**Document section:**
Antonia Appointed Director Of DCI Center For Cancer Immunotherapy
Scott Antonia, MD, PhD, who joined Duke on Monday, Feb. 25, has been appointed director of the newly formed DCI Center for Cancer Immunotherapy, a DCI Strategic Plan priority that aims to enhance the institute’s ability to develop and test novel immunotherapeutic approaches. In addition to his leadership role, Antonia will have a clinical focus in the DCI Thoracic Oncology disease group as professor of Medical Oncology.
After completing his medical oncology training and post-doctoral fellowship in the Flavell Lab at the Yale University School of Medicine, he joined H. Lee Moffitt Cancer Center in 1994. There, for the past seven years, he served as chairman of the Department of Thoracic Oncology where he had oversight of a multidisciplinary clinic that saw 1,400 new lung cancer patients each year. He also built an active lung cancer clinical research program that resulted in 225 patients accrued to therapeutic clinical trials each year; half of which were investigator initiated trials (IITs), the majority being immunotherapy-focused. While at Moffitt Cancer Center Antonia was recognized as Physician of the Year (2005), Mentor of the Year (2008), and Researcher of the Year (2018).
Antonia is recognized as a global leader in the development of immunotherapy for lung cancer. He served as the global principal investigator for the practice-changing Pacific study, which established, as the new global standard of care, anti-PDL1 as consolidative therapy after combined chemo-radiation therapy for locally advanced non-small cell lung cancer. He was also the lead investigator of trials that established the clinical activity of immunotherapy for small cell lung cancer, resulting in the inclusion of this modality in the NCCN guidelines.

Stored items
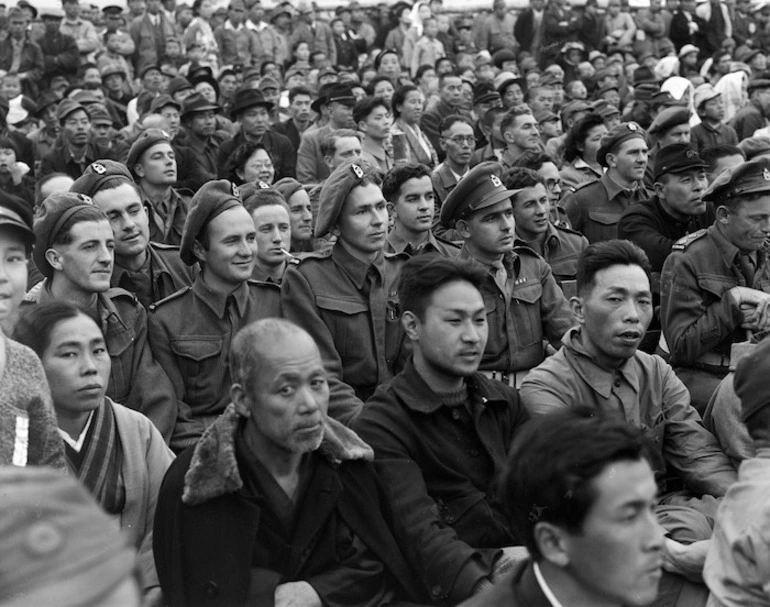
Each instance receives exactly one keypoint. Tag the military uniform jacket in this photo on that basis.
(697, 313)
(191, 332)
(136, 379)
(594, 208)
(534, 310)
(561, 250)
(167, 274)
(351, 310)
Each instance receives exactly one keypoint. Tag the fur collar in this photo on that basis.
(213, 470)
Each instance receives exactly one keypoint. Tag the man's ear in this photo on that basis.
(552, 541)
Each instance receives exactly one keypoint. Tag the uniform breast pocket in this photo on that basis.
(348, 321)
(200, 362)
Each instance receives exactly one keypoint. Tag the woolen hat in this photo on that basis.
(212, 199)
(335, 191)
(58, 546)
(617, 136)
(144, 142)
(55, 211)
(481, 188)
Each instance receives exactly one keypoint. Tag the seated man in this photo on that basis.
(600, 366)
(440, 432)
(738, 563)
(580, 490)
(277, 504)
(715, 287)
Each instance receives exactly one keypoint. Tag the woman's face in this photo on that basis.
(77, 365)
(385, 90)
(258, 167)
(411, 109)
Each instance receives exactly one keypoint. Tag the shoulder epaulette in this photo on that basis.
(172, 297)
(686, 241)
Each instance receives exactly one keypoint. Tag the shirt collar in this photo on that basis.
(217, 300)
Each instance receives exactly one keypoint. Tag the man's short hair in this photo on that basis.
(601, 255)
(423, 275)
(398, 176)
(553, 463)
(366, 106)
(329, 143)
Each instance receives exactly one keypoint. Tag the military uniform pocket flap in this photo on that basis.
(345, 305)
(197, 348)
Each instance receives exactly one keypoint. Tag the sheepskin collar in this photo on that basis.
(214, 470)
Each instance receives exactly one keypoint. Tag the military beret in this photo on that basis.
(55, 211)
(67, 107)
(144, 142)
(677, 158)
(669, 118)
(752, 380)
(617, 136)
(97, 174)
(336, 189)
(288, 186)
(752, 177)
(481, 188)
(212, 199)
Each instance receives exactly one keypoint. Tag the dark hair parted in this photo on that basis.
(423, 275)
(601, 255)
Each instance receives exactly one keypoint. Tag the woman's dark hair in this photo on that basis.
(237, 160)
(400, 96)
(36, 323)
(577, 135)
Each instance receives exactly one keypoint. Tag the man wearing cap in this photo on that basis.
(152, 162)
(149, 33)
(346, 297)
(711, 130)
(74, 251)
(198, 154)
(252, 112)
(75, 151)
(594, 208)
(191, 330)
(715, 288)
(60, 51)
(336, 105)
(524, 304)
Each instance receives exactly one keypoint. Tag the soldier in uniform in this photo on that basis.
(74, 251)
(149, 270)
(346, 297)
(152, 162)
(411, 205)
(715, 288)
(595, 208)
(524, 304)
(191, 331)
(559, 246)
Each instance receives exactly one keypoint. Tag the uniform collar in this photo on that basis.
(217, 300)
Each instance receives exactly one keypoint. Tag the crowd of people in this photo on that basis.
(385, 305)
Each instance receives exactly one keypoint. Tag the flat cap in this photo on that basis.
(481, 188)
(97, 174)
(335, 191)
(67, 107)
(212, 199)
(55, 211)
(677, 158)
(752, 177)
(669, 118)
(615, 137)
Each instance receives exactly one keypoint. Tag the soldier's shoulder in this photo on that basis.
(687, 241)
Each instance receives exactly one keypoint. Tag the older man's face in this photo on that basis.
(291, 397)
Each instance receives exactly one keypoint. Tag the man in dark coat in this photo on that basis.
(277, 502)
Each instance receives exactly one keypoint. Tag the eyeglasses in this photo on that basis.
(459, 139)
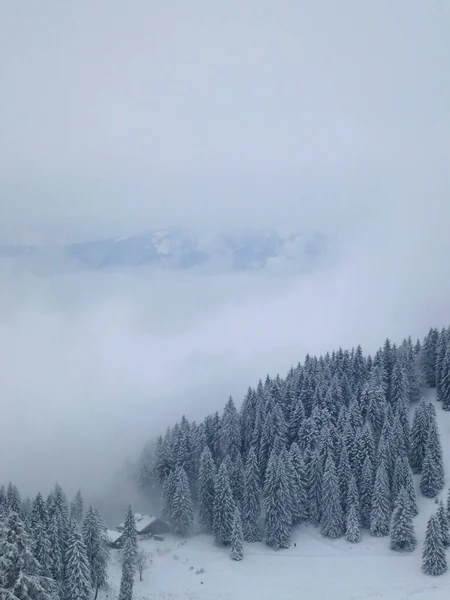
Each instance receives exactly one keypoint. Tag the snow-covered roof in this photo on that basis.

**Exercises to complete:**
**A)** Give the part of the immunotherapy center announcement between "Antonia Appointed Director" and "of Medical Oncology.", inclusive, replacing "Thoracic Oncology" with "Chest Oncology".
**B)** According to the immunotherapy center announcement, in what year did Antonia join H. Lee Moffitt Cancer Center?
**C)** Summarize the immunotherapy center announcement in two sentences.

**Solutions to the exercise:**
**A)**
Antonia Appointed Director Of DCI Center For Cancer Immunotherapy
Scott Antonia, MD, PhD, who joined Duke on Monday, Feb. 25, has been appointed director of the newly formed DCI Center for Cancer Immunotherapy, a DCI Strategic Plan priority that aims to enhance the institute’s ability to develop and test novel immunotherapeutic approaches. In addition to his leadership role, Antonia will have a clinical focus in the DCI Chest Oncology disease group as professor of Medical Oncology.

**B)** 1994

**C)** Scott Antonia, MD, PhD, has joined Duke as director of the newly formed DCI Center for Cancer Immunotherapy and as a professor of Medical Oncology in the DCI Thoracic Oncology disease group. At Moffitt Cancer Center he chaired the Department of Thoracic Oncology and built a lung cancer clinical research program, and he is recognized as a global leader in lung cancer immunotherapy, including as global principal investigator for the Pacific study.